THINGS TO DO:
1/ Answer these questions using the RapidChiplet extract, one answer per line, marked to match:
(a) Which two numbers does RapidChiplet subtract to get a metric of how area-efficient a placement is?
(b) Besides a list of each D2D link's length, which three values does the link summary state?
(c) In estimating manufacturing cost, what quantity is computed first for each chiplet type?
2/ List every numbered section heading that appears in the RapidChiplet extract, with its number.

SELECTED EXTRACT:
RapidChiplet validates all input files which includes checking for overlapping chiplets, PHYs used by more than one link, invalid keys to the *chiplets* or *technology nodes* file, links attached to non-existing PHYs or ports, and many more. RapidChiplet: A Toolchain for Rapid Design Space Exploration of Chiplet Architectures

## 3.3 Area Summary

RapidChiplet computes the sum of all chiplet areas as well as the area of a minimal rectangle enclosing the whole placement. The difference between these two numbers acts as a metric of how area-efficient a given placement is.

## 3.4 Power Summary

RapidChiplet computes the power used by chiplets, by interposerrouters, as well as the total power consumption.

#### 3.5 Link Summary

The link summary states the minimum, average and maximum length of a D2D link in the chip as well as a list containing the length of each D2D link.

## 3.6 Manufacturing Cost

In a first stage, we estimate the manufacturing cost  $C_{c_i}$  of each chiplet type  $c_i$ . To this end, we start by computing the number of chiplets  $N_{c_i}$  that can be produced per wafer. Let  $A_{c_i}$  be the area of a chiplet of type  $c_i$ .

PROVIDED RECORDS:
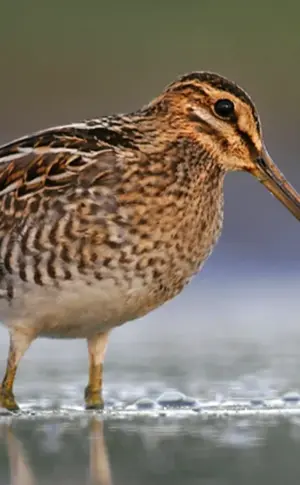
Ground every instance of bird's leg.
[0,330,33,411]
[84,332,109,409]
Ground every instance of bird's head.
[150,72,300,220]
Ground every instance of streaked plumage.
[0,73,300,409]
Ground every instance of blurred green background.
[0,0,300,272]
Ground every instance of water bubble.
[157,391,197,409]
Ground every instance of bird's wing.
[0,125,129,283]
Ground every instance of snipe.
[0,72,300,410]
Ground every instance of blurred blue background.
[0,0,300,276]
[0,0,300,485]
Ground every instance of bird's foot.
[0,387,20,412]
[84,386,104,409]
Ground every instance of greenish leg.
[0,331,32,411]
[84,332,109,409]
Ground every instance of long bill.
[251,148,300,221]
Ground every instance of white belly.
[0,280,159,338]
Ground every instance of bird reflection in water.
[0,417,113,485]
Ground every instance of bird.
[0,71,300,411]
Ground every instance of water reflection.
[0,424,36,485]
[0,417,113,485]
[0,414,300,485]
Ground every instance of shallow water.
[0,278,300,485]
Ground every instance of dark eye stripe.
[236,127,258,157]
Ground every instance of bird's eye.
[214,99,234,119]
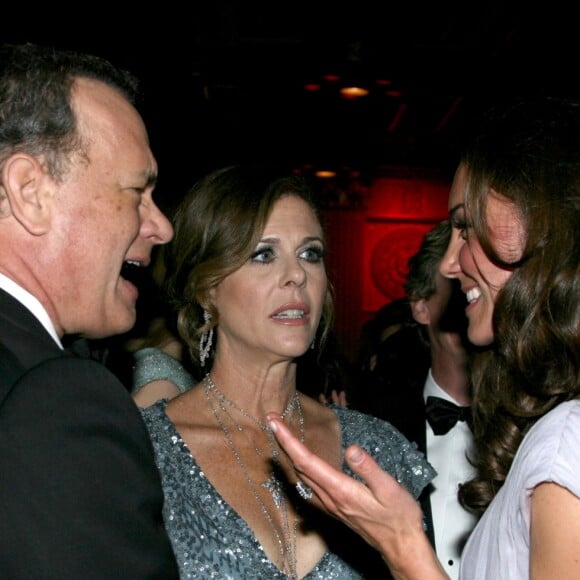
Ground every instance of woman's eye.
[452,219,471,240]
[250,248,274,264]
[300,246,324,264]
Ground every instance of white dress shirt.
[0,273,63,349]
[423,370,477,580]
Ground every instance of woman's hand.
[268,413,448,580]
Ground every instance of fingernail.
[350,448,363,463]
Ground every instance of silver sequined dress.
[142,399,435,580]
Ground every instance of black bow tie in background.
[425,397,471,435]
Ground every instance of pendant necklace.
[203,373,304,580]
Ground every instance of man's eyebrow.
[449,202,465,215]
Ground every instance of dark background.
[0,0,580,370]
[0,0,580,211]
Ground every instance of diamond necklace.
[203,373,304,580]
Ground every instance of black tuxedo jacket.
[352,328,435,547]
[0,289,178,580]
[374,374,435,548]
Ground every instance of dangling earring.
[199,310,213,368]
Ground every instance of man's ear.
[1,153,53,236]
[409,298,431,325]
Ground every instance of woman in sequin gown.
[135,167,434,580]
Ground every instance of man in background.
[359,220,476,579]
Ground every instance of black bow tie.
[425,397,471,435]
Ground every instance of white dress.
[459,400,580,580]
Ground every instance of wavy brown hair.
[166,165,334,366]
[459,99,580,514]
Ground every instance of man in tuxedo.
[363,220,476,579]
[0,45,177,580]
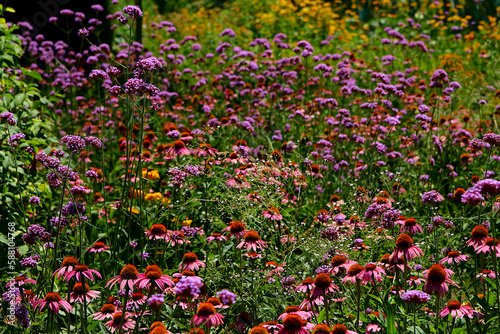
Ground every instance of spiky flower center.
[182,252,198,263]
[73,282,90,295]
[283,314,303,330]
[45,292,61,303]
[229,221,245,234]
[314,273,332,289]
[244,231,260,242]
[446,300,462,310]
[101,304,116,313]
[63,256,78,267]
[151,224,167,235]
[471,225,488,238]
[347,264,364,276]
[396,233,413,248]
[427,264,446,283]
[331,255,347,267]
[332,324,347,334]
[285,306,300,313]
[120,264,139,280]
[174,140,186,150]
[196,303,215,316]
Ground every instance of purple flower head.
[217,289,238,305]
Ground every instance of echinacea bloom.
[191,303,224,327]
[391,233,424,261]
[135,264,174,291]
[439,251,470,264]
[248,326,269,334]
[328,255,357,275]
[165,140,191,155]
[424,264,457,296]
[225,220,247,240]
[342,264,365,284]
[92,304,116,320]
[105,264,139,290]
[262,205,283,220]
[311,273,339,298]
[5,276,36,288]
[144,224,168,240]
[400,218,424,234]
[33,292,72,313]
[295,277,314,292]
[331,324,358,334]
[278,314,312,334]
[105,312,135,333]
[278,306,311,320]
[467,225,488,248]
[358,263,385,285]
[64,264,102,282]
[313,324,332,334]
[52,256,78,279]
[476,238,500,257]
[401,290,431,305]
[179,252,205,270]
[439,300,474,319]
[236,231,267,252]
[166,231,191,246]
[69,282,101,303]
[476,269,497,282]
[89,241,109,253]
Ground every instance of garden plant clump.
[0,0,500,334]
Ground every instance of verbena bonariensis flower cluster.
[0,1,500,334]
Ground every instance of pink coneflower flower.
[191,303,224,327]
[165,140,191,155]
[126,292,147,310]
[476,269,497,282]
[278,306,311,320]
[406,276,425,286]
[89,241,109,253]
[105,264,139,290]
[194,143,218,157]
[439,300,474,319]
[166,231,191,246]
[224,220,247,240]
[328,255,357,275]
[439,251,470,264]
[144,224,168,240]
[295,277,314,292]
[92,304,116,320]
[52,256,78,279]
[105,312,135,333]
[467,225,488,248]
[391,233,424,261]
[34,292,72,313]
[331,324,358,334]
[236,231,267,252]
[69,282,101,303]
[278,314,312,334]
[358,263,385,285]
[259,321,283,334]
[342,264,365,284]
[207,233,227,242]
[424,264,457,296]
[64,264,102,282]
[311,273,339,298]
[5,276,36,288]
[179,252,205,271]
[476,238,500,257]
[135,264,175,291]
[400,218,424,234]
[262,205,283,220]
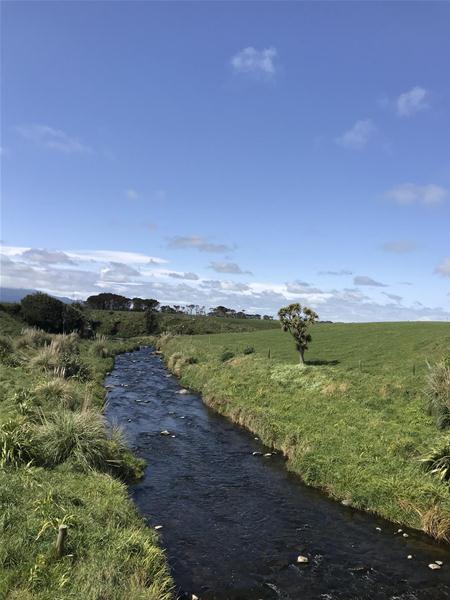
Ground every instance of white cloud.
[167,271,200,281]
[168,235,233,254]
[231,46,278,78]
[353,275,387,287]
[383,240,417,254]
[66,250,168,265]
[384,183,448,206]
[17,124,92,154]
[209,262,251,275]
[100,262,141,283]
[396,86,430,117]
[21,248,75,265]
[435,258,450,277]
[335,119,376,150]
[125,188,141,200]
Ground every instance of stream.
[105,348,450,600]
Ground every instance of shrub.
[16,327,52,348]
[219,349,234,362]
[0,335,14,362]
[21,292,86,333]
[425,359,450,429]
[91,334,112,358]
[421,437,450,481]
[51,332,80,354]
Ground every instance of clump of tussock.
[219,348,235,362]
[425,359,450,429]
[155,332,175,350]
[0,417,32,467]
[0,409,145,481]
[33,377,83,410]
[420,506,450,542]
[16,327,52,348]
[50,331,80,354]
[420,436,450,481]
[270,364,328,392]
[29,336,91,381]
[91,334,113,358]
[167,352,197,376]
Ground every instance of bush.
[16,327,52,348]
[421,438,450,481]
[425,359,450,429]
[91,334,112,358]
[21,292,86,333]
[220,350,234,362]
[0,335,14,362]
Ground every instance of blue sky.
[1,1,450,321]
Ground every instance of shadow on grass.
[305,359,339,367]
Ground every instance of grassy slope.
[0,311,172,600]
[87,310,278,338]
[161,323,450,539]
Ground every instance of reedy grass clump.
[425,359,450,429]
[33,377,86,410]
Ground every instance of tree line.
[85,292,273,320]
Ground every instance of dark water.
[106,349,450,600]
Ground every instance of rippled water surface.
[106,348,450,600]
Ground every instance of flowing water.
[105,348,450,600]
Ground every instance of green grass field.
[0,311,173,600]
[160,323,450,540]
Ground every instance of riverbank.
[159,323,450,541]
[0,326,173,600]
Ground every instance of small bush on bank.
[421,437,450,481]
[0,335,14,362]
[16,327,52,348]
[219,349,235,362]
[425,359,450,429]
[91,334,112,358]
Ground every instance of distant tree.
[160,304,177,315]
[21,292,87,333]
[86,292,131,310]
[278,304,319,364]
[143,298,159,310]
[131,298,145,312]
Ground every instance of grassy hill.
[160,323,450,540]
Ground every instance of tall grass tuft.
[0,417,32,467]
[425,359,450,429]
[33,377,83,410]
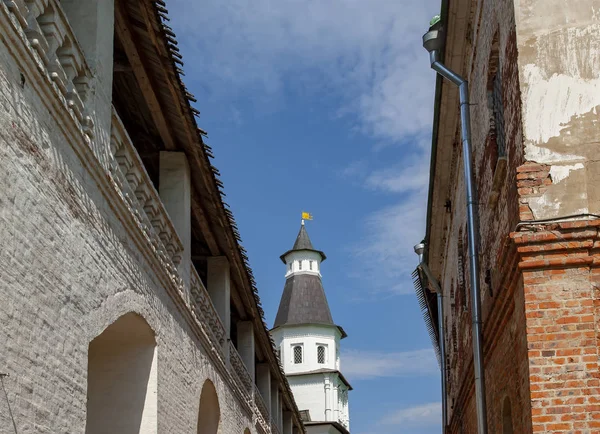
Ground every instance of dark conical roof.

FULL SOLUTIONS:
1/
(a) The sum of all chiplet areas and the area of a minimal rectangle enclosing the whole placement.
(b) The minimum, average and maximum length of a D2D link in the chip.
(c) The number of chiplets of that type that can be produced per wafer.

2/
3.3 Area Summary
3.4 Power Summary
3.5 Link Summary
3.6 Manufacturing Cost